● Task: Copy out every line of the records below that contains the string "woman", treating uppercase and lowercase as different.

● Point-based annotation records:
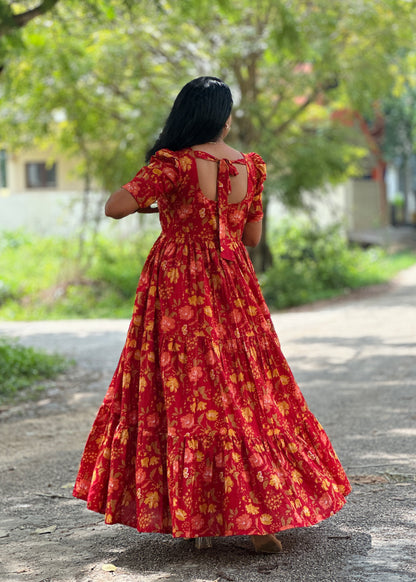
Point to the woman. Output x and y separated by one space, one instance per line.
203 431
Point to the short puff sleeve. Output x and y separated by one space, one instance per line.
255 212
160 176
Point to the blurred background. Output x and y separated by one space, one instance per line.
324 90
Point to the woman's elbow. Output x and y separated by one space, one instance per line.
110 211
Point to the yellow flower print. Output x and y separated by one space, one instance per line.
152 499
266 519
283 407
172 384
228 484
124 436
181 514
250 508
208 311
275 482
297 477
247 414
192 300
212 415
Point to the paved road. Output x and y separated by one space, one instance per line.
356 364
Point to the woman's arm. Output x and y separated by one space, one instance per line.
252 233
120 204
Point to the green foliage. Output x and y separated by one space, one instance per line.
106 73
309 264
312 263
21 368
59 287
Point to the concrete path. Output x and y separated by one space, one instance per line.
355 362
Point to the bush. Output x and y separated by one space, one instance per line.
44 278
311 263
21 368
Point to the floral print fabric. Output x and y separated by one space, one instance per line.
204 431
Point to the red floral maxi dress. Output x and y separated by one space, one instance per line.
204 431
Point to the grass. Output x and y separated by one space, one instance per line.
312 264
47 278
22 368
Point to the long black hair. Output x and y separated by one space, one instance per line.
198 115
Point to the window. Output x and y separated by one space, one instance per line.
3 174
40 175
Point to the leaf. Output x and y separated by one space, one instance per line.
109 568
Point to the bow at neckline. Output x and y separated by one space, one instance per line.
226 168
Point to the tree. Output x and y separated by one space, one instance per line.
291 65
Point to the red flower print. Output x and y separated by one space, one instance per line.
244 521
153 420
195 373
197 522
186 312
165 358
167 323
187 421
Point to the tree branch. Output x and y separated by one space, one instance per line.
22 19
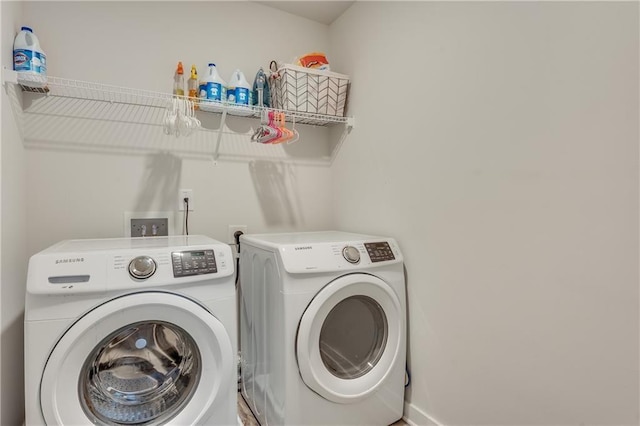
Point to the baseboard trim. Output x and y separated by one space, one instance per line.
414 416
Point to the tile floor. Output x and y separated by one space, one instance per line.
246 416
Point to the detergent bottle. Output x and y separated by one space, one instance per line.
178 81
239 91
215 85
29 59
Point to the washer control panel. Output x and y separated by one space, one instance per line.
379 251
195 262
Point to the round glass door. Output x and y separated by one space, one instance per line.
140 359
350 352
141 373
349 338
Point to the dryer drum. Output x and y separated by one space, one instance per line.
353 337
144 372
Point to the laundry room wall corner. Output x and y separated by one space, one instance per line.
497 142
13 229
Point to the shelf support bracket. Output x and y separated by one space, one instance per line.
348 126
216 153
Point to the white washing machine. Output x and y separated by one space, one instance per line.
131 331
322 328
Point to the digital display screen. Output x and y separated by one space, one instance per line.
197 262
379 252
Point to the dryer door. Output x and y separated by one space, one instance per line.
349 338
142 358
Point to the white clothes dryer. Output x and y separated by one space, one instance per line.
322 328
131 331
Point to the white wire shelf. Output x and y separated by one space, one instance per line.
76 89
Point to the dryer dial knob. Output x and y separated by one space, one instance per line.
351 254
142 267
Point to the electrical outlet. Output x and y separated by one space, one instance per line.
182 194
232 230
150 227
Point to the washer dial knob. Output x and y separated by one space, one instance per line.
142 267
351 254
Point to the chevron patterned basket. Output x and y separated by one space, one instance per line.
299 89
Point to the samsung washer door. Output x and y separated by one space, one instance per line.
145 358
349 338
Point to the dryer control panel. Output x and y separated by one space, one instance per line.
193 262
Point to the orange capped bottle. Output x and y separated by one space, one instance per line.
193 85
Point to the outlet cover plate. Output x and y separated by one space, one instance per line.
170 216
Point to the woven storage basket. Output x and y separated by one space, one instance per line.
299 89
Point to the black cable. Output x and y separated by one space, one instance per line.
408 378
186 216
236 236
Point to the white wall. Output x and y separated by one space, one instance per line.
498 142
13 253
83 174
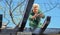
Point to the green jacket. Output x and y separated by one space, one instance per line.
35 22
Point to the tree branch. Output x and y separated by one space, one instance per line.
18 6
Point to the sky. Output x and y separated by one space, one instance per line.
45 5
48 7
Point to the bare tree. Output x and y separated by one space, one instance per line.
10 10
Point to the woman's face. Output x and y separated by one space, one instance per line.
35 9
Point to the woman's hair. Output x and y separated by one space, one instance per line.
35 5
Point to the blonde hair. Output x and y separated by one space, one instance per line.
34 5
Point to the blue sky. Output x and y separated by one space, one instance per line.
44 6
54 13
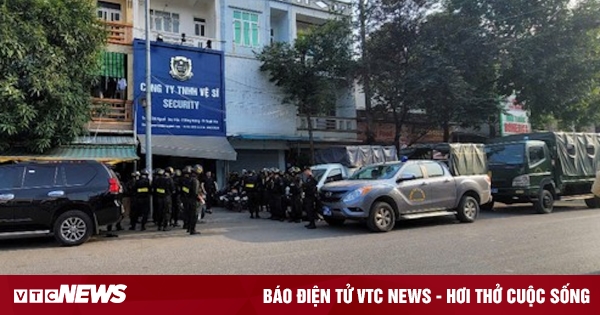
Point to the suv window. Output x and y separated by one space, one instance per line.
8 177
334 175
536 154
39 176
413 170
79 174
434 170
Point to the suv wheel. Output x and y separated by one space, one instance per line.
545 203
468 209
334 221
73 228
382 217
593 203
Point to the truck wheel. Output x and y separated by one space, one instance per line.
73 228
468 209
593 203
334 221
487 206
382 217
545 203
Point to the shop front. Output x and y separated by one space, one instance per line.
188 109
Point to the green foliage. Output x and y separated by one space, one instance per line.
455 58
49 54
312 68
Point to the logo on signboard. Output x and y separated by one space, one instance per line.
181 68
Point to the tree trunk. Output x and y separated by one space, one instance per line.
311 140
366 72
398 131
446 131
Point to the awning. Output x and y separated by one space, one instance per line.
110 150
214 148
108 154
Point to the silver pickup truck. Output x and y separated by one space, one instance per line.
382 194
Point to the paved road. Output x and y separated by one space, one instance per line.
508 241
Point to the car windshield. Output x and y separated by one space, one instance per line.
506 153
385 171
318 173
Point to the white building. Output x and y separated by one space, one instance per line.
258 126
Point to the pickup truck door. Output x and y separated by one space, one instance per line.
441 188
411 189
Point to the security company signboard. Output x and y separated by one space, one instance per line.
187 90
514 118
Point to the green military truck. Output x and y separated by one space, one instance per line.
543 167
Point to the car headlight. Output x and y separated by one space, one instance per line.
521 181
356 194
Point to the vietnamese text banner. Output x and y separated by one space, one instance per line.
300 294
187 89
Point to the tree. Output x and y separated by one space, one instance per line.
49 52
548 52
393 57
312 69
459 61
367 16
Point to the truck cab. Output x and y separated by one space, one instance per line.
518 169
540 168
327 173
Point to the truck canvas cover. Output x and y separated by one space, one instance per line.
356 156
577 152
462 158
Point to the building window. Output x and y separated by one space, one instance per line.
110 12
162 21
245 29
200 27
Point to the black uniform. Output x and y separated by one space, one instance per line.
251 187
141 202
296 199
176 201
310 197
162 191
277 188
190 188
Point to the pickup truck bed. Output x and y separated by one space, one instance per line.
382 194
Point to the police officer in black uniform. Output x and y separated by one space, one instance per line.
162 189
309 186
190 189
142 190
251 187
295 195
277 188
176 205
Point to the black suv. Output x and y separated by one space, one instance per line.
70 199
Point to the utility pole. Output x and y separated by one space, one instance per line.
148 95
366 73
148 104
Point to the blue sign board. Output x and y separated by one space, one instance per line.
187 89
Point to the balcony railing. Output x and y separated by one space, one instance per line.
190 40
333 124
112 110
119 33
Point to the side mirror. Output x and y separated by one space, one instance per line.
405 177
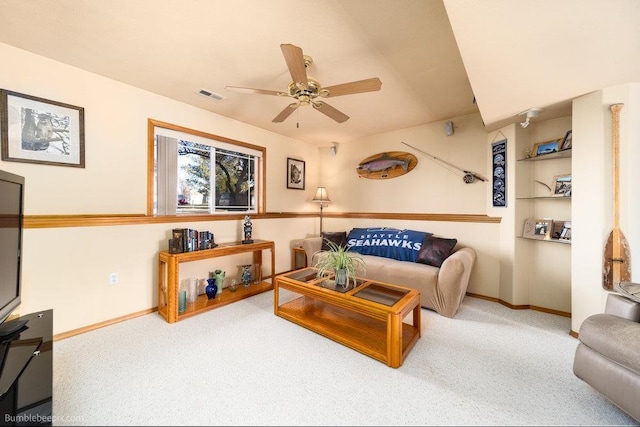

● Expected output:
Point to the woman. Output x and y separated by one space, one instance per line.
Point to the woman's elbow. Output x and y separated by one space, one instance per line.
Point to the woman's arm. Output x and y separated by one space, one instance per line.
Point to the woman's face. Output x and y separated by one space, one instance per line.
Point to the woman's hair. Output x and y separated by one space, one instance per line.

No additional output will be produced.